Хитрая Екатерина пообещала поставить вопрос на рассмотрение Королевского совета. Но король был на охоте, а сама она не могла покинуть свои покои. Кто же в их отсутствие мог провести такие сложные дебаты? Екатерина улыбнулась и с горделивой материнской нежностью назвала монсеньора – ему выпала честь председательствовать на этом совете, что он проделал с необыкновенной степенностью. Все восхищались его ловкостью и умом.
Александр, чья судьба послужила причиной переговоров в Байонне, уже нарушал покой государства. Теперь он официально занимал свое место в общественной жизни страны, и Екатерина, влекомая неистовой материнской любовью, никогда не даст ему сойти с этого поприща.
Глава 4
Дорога славы
(14 января 1566 – 1 мая 1568)
++++++++
**ВАШЕ ЗАДАНИЕ:** Пожалуйста, извлеките отрывок выше и воспроизведите его полностью, без единого изменения.

**СОДЕРЖИМОЕ ДАННЫХ:**
++++++++
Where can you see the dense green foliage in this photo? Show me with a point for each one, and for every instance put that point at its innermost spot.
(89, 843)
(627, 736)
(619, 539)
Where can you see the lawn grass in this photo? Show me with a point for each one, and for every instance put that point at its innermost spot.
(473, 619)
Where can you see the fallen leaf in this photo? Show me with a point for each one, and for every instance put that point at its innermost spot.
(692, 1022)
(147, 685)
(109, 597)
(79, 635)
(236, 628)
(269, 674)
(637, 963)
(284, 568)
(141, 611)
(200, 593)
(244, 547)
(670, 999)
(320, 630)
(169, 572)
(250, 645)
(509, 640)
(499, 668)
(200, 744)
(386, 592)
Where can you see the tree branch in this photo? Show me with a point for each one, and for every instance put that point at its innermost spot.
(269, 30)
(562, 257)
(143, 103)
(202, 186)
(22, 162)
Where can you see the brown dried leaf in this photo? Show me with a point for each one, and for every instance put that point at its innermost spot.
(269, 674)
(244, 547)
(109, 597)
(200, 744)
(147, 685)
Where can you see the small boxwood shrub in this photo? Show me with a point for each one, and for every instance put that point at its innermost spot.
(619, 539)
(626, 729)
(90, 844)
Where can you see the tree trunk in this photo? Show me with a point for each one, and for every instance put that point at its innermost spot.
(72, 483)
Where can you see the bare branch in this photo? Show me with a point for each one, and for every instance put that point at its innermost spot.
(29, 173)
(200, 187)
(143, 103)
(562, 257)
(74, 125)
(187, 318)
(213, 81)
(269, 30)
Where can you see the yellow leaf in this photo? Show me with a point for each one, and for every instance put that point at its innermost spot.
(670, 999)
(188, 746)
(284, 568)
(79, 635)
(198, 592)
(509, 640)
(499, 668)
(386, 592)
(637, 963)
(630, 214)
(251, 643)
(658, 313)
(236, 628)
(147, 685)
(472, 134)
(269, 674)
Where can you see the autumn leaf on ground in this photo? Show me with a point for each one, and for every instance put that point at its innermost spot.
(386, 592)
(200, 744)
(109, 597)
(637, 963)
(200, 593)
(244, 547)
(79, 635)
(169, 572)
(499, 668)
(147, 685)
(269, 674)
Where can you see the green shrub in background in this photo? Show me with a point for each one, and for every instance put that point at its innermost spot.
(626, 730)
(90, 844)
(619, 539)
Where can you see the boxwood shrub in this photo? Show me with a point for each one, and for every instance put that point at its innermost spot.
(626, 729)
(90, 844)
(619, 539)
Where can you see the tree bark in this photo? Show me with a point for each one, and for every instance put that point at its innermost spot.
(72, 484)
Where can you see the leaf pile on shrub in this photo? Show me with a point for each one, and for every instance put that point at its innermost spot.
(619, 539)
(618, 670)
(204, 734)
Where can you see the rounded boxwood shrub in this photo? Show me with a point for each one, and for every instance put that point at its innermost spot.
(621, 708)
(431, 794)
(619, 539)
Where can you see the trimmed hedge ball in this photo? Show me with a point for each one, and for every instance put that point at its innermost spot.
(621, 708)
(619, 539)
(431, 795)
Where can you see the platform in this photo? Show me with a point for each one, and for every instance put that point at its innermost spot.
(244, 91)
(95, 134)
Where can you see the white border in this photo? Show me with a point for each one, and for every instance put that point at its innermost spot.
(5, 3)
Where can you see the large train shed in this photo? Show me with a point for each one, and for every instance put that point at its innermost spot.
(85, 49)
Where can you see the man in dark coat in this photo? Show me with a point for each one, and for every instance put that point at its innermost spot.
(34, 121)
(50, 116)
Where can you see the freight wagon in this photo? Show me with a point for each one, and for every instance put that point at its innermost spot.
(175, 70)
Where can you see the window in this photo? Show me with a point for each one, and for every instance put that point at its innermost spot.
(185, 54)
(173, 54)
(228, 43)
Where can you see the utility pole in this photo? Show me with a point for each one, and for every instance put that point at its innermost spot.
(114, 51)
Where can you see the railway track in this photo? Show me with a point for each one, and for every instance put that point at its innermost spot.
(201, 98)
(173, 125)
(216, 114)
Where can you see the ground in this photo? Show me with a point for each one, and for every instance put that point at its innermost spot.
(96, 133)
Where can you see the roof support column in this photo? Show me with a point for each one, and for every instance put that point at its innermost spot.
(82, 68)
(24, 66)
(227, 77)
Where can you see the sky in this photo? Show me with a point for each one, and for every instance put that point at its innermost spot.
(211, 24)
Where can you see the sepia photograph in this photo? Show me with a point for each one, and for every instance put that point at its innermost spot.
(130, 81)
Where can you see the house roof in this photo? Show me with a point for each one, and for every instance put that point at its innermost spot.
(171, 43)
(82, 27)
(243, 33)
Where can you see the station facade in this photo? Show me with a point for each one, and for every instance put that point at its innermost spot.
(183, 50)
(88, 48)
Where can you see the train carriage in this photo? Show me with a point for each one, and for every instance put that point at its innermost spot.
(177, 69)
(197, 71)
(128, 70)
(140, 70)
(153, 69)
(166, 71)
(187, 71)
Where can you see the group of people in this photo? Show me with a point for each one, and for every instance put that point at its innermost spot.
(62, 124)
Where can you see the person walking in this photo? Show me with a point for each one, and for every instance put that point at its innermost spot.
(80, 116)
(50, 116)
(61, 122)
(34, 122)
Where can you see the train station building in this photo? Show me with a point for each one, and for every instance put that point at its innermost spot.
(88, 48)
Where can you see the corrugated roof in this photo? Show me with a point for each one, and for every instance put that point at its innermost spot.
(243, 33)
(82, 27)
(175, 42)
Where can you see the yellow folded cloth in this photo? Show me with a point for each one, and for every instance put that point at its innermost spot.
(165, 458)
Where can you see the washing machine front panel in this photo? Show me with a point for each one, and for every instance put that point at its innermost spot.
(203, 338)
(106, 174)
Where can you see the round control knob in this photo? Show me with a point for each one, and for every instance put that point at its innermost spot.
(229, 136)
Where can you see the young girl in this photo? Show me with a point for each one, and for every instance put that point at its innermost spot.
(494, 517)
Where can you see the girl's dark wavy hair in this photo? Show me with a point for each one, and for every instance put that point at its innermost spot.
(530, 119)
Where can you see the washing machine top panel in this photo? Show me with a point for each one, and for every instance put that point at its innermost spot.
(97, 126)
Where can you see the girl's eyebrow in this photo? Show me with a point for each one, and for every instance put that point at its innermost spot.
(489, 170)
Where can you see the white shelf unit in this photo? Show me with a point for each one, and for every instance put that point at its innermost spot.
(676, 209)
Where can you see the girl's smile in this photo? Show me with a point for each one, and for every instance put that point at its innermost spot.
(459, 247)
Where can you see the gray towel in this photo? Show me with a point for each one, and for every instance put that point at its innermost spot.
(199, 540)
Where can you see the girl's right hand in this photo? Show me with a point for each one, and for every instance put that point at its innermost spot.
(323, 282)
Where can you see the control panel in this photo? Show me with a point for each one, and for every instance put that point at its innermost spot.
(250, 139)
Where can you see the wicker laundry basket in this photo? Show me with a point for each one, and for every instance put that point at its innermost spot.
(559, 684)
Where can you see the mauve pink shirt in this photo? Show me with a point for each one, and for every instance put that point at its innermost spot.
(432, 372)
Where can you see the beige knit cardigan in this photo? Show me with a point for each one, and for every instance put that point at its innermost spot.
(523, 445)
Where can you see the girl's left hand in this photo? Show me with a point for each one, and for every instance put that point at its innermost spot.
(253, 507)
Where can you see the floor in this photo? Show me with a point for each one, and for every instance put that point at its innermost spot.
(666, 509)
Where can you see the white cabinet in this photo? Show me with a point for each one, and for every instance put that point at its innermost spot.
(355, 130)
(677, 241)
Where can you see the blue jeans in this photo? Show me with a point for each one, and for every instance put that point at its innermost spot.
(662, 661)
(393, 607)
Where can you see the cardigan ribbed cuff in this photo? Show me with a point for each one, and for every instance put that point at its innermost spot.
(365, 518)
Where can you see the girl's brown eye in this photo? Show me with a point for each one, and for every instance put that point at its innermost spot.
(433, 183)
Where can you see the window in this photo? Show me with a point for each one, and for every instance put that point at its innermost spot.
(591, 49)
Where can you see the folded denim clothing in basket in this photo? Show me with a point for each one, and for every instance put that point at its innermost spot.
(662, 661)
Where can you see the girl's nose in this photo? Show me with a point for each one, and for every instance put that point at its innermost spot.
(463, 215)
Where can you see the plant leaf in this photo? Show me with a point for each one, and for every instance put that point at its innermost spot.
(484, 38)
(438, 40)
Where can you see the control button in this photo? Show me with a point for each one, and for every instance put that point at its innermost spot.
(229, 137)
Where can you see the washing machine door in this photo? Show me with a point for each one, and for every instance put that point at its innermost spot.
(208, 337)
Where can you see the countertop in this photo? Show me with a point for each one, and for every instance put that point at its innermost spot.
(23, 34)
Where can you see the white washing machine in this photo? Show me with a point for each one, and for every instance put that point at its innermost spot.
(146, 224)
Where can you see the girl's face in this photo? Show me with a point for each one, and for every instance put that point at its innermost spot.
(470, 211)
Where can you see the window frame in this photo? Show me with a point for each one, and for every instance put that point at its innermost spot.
++++++++
**ИТОГОВЫЙ ОТВЕТ:**
Хитрая Екатерина пообещала поставить вопрос на рассмотрение Королевского совета. Но король был на охоте, а сама она не могла покинуть свои покои. Кто же в их отсутствие мог провести такие сложные дебаты? Екатерина улыбнулась и с горделивой материнской нежностью назвала монсеньора – ему выпала честь председательствовать на этом совете, что он проделал с необыкновенной степенностью. Все восхищались его ловкостью и умом.
Александр, чья судьба послужила причиной переговоров в Байонне, уже нарушал покой государства. Теперь он официально занимал свое место в общественной жизни страны, и Екатерина, влекомая неистовой материнской любовью, никогда не даст ему сойти с этого поприща.
Глава 4
Дорога славы
(14 января 1566 – 1 мая 1568)